◆ Excerpt

__________

How soon after an epidural steroid injection can you predict the patient's response?

Interv Pain Med. 2024 Sep 7;3(3):100435. doi: 10.1016/j.inpm.2024.100435. eCollection 2024 Sep.

Abstract

Background: Epidural steroid injections (ESI) are utilized for the management of radicular pain, but there are no previous published studies that detail the specific timeline of patient response to an ESI.

Purpose: To describe patients' temporal response in pain relief following an ESI.

Study design/setting: Prospective in vivo study of consecutive patients at an outpatient physical medicine and rehabilitation clinic at a single academic spine center.

Patient sample: 134 consecutive patients who received an ESI between January 2020 through June 2020.

Methods: Patients were contacted every 3 days ± 1 day for 21 days post ESI to assess pain as measured via 11-point numeric pain score and subjective percentage pain relief question.

Results: 134 consecutive patients were enrolled, with 108 (80.6 %) having follow-up data through 3 weeks post ESI. At 3 weeks, 51/108 patients (47.2 %) had reported a successful response as defined by at least 50 % reduction of their pain index. Of these 51 patients, 37 (72.5 %) reported >50 % relief on day 1, a further 11 (21.6 %) first reported >50 % relief on day 4, and the remaining 3 (5.9 %) successes first reported >50 % relief on days 13, 16, and 22. 57/108 patients (52.8 %) were non-responders, most of whom never reached the 50 % threshold at any time point. Of these non-responders, 19/57 (33.3 %) did report >50 % relief on day 1. Those patient's pain relief fell below 50 % on day 4 (12/19 patients, 63.2 %), day 7 (5/19 patients, 26.3 %), day 13 (1 patient, 5.3 %), and day 16 (1 patient, 5.3 %). A positive response or negative response at each follow up point was looked at as a predictor of a concordant three-week outcome for the population. The positive likelihood ratio at follow-up day 1, day 4, day 7, and day 10, was 2.14, 6.12, 7.97, and 40 respectively. The negative likelihood ratio at follow-up day 1, day 4, day 7, and day 10 was 0.42, 0.15, 0.16, and 0.24 respectively.

Discussion/conclusion: This is the first study to meticulously follow up patients every 72 h after ESI. A patient's response on day 4, either positive or negative, is predictive of their 3-week outcome. Sustained relief at day 7 or 10 further increases the likelihood of a positive 3-week outcome.

__________

[Records from a dataset]

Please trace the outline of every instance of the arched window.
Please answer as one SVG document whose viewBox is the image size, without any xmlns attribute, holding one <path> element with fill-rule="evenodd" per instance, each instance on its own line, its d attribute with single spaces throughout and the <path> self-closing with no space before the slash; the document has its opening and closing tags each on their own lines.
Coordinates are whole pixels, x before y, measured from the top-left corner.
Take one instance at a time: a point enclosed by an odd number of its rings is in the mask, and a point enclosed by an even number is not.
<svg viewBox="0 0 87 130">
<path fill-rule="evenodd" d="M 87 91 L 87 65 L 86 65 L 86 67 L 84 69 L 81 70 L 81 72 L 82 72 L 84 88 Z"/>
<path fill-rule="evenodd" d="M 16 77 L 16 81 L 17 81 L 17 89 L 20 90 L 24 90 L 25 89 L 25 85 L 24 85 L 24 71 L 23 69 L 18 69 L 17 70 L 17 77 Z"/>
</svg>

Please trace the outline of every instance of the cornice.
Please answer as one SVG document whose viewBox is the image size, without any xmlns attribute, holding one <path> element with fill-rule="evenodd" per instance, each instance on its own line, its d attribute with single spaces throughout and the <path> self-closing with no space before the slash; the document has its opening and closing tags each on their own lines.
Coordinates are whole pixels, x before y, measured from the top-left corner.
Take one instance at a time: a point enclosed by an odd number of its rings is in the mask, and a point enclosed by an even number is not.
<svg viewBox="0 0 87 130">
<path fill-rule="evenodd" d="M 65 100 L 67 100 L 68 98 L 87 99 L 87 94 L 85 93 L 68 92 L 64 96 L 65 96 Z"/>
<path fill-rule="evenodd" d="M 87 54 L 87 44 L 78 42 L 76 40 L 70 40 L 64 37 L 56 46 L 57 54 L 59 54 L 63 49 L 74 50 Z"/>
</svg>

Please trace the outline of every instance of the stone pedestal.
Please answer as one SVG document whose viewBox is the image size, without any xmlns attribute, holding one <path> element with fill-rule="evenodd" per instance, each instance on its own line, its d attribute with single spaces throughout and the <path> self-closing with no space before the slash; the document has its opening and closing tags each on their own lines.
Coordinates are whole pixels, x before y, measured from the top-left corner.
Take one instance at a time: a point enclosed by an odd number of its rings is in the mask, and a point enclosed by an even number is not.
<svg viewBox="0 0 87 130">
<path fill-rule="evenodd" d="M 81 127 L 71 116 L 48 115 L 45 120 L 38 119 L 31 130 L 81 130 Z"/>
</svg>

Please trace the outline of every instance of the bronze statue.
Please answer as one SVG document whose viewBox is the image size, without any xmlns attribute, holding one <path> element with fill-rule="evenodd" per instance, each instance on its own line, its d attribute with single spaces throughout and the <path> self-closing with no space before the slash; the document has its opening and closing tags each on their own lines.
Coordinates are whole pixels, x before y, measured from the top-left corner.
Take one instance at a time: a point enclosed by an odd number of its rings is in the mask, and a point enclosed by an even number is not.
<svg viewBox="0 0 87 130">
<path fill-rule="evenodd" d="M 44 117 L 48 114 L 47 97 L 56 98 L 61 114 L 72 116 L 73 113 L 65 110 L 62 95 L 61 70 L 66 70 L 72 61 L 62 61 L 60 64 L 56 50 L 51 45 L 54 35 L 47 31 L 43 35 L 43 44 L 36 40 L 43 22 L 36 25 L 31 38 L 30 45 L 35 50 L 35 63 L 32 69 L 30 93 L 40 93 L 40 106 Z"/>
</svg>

__________

From the abstract on epidural steroid injections, reproduce everything from "Background: Epidural steroid" down to "pain relief question.".

◆ Problem solution
Background: Epidural steroid injections (ESI) are utilized for the management of radicular pain, but there are no previous published studies that detail the specific timeline of patient response to an ESI.

Purpose: To describe patients' temporal response in pain relief following an ESI.

Study design/setting: Prospective in vivo study of consecutive patients at an outpatient physical medicine and rehabilitation clinic at a single academic spine center.

Patient sample: 134 consecutive patients who received an ESI between January 2020 through June 2020.

Methods: Patients were contacted every 3 days ± 1 day for 21 days post ESI to assess pain as measured via 11-point numeric pain score and subjective percentage pain relief question.